What you should do: Please answer from the gardening passage below: what should be put in place around a plot before letting chickens work it?

Selected extract:
# # # # #
This fall, Chet and I want you to get ahead of the curve and get growing on a larger scale that takes less money out of your pocket and puts more produce on your table.

Here’s how you can build a fall garden – and an upcoming spring garden that will keep you fed through the year.

Let’s start with chickens.

Chickens Are Gardening Machines

When you pull out the gnarled remains of your summer tomatoes and squash, why not let chickens do the hard work of preparing your fall garden plots?

Get a good chicken tractor or fenced area in place around that plot and let those claw-footed tilling and manuring machines go!
# # # # #
(Point placement items)
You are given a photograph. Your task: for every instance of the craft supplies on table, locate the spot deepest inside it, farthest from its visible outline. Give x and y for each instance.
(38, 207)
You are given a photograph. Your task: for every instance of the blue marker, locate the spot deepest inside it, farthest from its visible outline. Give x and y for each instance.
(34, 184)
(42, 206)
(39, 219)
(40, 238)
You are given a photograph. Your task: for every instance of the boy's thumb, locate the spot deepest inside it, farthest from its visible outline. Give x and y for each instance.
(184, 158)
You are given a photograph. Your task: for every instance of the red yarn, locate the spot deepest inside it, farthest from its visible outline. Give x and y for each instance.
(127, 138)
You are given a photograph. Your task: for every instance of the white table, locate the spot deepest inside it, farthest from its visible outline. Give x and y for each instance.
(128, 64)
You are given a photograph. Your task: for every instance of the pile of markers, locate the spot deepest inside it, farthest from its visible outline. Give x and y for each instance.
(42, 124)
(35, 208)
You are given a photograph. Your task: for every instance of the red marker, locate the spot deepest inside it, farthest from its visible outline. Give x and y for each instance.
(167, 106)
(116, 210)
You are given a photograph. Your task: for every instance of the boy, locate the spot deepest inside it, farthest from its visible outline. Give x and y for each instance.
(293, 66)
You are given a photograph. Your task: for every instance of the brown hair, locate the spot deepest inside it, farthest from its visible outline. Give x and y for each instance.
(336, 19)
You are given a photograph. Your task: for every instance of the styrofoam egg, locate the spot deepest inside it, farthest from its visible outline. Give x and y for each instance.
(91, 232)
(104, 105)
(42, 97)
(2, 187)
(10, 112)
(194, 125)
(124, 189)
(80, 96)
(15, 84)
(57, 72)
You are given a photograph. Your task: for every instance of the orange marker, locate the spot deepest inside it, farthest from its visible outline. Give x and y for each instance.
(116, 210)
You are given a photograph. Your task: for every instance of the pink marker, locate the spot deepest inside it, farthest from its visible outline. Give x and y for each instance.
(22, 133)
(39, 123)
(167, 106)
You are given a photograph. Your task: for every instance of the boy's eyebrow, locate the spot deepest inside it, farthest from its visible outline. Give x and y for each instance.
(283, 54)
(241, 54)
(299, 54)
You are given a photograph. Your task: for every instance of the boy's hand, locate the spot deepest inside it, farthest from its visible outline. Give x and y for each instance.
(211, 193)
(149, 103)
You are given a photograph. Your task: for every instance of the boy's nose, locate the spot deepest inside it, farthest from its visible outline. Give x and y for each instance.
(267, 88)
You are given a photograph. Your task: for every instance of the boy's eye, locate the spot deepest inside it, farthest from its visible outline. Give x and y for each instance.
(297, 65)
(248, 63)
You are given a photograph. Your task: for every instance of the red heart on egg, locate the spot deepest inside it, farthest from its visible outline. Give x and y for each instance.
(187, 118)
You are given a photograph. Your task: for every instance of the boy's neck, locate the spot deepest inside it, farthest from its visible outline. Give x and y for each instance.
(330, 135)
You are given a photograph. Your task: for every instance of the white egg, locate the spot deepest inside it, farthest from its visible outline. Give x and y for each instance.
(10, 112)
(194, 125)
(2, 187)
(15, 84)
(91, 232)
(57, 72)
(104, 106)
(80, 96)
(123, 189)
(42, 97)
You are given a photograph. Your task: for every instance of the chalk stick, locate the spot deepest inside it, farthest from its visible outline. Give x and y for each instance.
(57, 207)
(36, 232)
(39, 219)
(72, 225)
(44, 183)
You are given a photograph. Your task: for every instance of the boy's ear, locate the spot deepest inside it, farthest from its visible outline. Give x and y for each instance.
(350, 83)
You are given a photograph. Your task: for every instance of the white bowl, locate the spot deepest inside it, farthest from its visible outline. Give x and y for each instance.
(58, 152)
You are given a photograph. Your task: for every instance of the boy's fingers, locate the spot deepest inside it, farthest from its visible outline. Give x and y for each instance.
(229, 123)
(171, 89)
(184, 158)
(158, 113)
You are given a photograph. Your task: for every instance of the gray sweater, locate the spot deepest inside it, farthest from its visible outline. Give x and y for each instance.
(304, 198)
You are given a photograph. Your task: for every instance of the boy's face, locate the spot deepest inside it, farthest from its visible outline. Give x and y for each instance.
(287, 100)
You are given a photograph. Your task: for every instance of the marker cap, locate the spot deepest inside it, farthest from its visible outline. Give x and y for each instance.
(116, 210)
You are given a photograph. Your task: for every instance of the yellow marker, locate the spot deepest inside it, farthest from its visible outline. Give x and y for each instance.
# # # # #
Solved exercise: A good chicken tractor or a fenced area.